── TEXT ──

4 - Where does a poem usually begin for you? Are you an author of short pieces that end up combining into a larger project, or are you working on a "book" from the very beginning?

A poem begins for me with a feeling of being let close to the edge of something. Usually this something is landscape or an idea in philosophy. The poem is the recording of the frustration and the joy that come from approaching that uncrossable edge.

My last book was very much a collection of shorter pieces with a variety of landscapes and thoughts. I think it holds together, but I think what I’m working on now has much more of an intrinsic shape, one that came about unconsciously, but that has much more of an arc of thought, a series of related philosophical ideas and ways of relating to the natural world.

5 - Are public readings part of or counter to your creative process? Are you the sort of writer who enjoys doing readings?

I don’t feel like readings are involved very much in my creative process, but I do enjoy doing them. They appeal to the performer in me. I got the chance to read from a play at Blue Mountain, with the playwright, and found that performance of bringing a play to life very similar to doing a reading of poetry. Similar to poetry itself, as well, strangely, but that’s another story. But I love the feeling of an engaged audience, and the way that voice can bring authority and conviction to a piece. I recently relearned how to read—I knew unconsciously when I was first starting out professionally—and to rediscover my voice has been a true pleasure.

6 - Do you have any theoretical concerns behind your writing? What kinds of questions are you trying to answer with your work? What do you even think the current questions are?

Wow, how much time do you have? I think my work is largely based in philosophical concerns. How to live in the world. How to write adequately about it. What it means, as Rilke says, “to be opposite,” and the ways we have found for dealing with this threshold between ourselves and the world. I love Zwicky’s work on metaphor. I have been immersed in Merleau-Ponty for two years now—his work on the body and perception dogs me and keeps me thinking. And I want to explore more of Levina’s concept of ethics as first philosophy. As for questions, I think they are the same as they have always been. How can we best perceive the world? How translate the lyric/story? How recognize this beauty in front of us? What is adequate response (if any)? What is our responsibility as writers? How do we get past Tranströmer’s wall, or even just close to it?

───
── INFORMATION PROVIDED ──

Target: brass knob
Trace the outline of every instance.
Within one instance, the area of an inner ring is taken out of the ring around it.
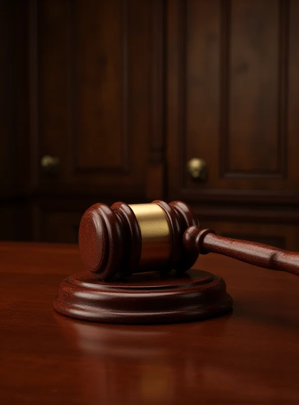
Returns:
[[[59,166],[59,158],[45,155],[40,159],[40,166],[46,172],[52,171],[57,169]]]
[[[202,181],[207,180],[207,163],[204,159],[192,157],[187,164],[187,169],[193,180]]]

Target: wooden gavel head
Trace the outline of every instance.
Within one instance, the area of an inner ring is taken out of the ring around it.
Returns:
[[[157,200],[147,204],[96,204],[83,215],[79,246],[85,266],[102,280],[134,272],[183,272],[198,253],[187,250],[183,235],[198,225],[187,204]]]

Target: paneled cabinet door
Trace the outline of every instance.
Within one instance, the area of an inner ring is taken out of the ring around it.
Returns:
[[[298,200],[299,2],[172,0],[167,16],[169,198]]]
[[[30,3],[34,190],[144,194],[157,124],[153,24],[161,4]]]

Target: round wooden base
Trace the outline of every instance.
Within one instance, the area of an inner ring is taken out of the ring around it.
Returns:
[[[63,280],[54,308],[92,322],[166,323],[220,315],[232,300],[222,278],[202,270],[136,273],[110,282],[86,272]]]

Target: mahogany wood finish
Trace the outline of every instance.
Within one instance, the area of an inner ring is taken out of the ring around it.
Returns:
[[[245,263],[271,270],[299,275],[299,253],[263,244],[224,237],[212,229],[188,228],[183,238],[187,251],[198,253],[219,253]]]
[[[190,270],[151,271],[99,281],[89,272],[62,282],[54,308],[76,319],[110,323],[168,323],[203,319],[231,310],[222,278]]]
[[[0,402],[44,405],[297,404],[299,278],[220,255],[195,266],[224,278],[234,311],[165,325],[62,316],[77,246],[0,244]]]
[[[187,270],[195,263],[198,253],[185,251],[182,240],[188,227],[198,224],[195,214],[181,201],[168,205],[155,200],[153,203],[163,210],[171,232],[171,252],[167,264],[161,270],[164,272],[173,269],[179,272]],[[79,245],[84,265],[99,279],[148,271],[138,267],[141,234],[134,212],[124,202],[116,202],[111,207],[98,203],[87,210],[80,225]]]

───
── INFORMATION PROVIDED ──

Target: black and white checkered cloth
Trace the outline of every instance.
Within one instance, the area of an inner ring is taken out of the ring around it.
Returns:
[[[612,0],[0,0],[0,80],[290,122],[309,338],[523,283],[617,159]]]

───

**TO DO**
**a)** From the interview, quote the passage starting with "A poem begins" and going on through "the natural world.".
**b)** Answer these questions from the interview:
(i) What is the "something" that a poem begins close to the edge of usually?
(ii) Where did the poet read from a play with the playwright?
(iii) For how long has the poet been immersed in Merleau-Ponty?
**c)** Does the interview support each statement below? Answer yes or no, and quote the words that decide it.
(i) The poet's last book was a collection of shorter pieces.
(ii) The poet feels that readings are heavily involved in the creative process.
(iii) The poet thinks the questions writers face have changed over time.

**ANSWERS TO THE PROBLEMS**
**a)**
A poem begins for me with a feeling of being let close to the edge of something. Usually this something is landscape or an idea in philosophy. The poem is the recording of the frustration and the joy that come from approaching that uncrossable edge.

My last book was very much a collection of shorter pieces with a variety of landscapes and thoughts. I think it holds together, but I think what I’m working on now has much more of an intrinsic shape, one that came about unconsciously, but that has much more of an arc of thought, a series of related philosophical ideas and ways of relating to the natural world.

**b)**
(i) Landscape or an idea in philosophy.
(ii) At Blue Mountain.
(iii) Two years.

**c)**
(i) Yes: "My last book was very much a collection of shorter pieces with a variety of landscapes and thoughts."
(ii) No: "I don’t feel like readings are involved very much in my creative process"
(iii) No: "As for questions, I think they are the same as they have always been."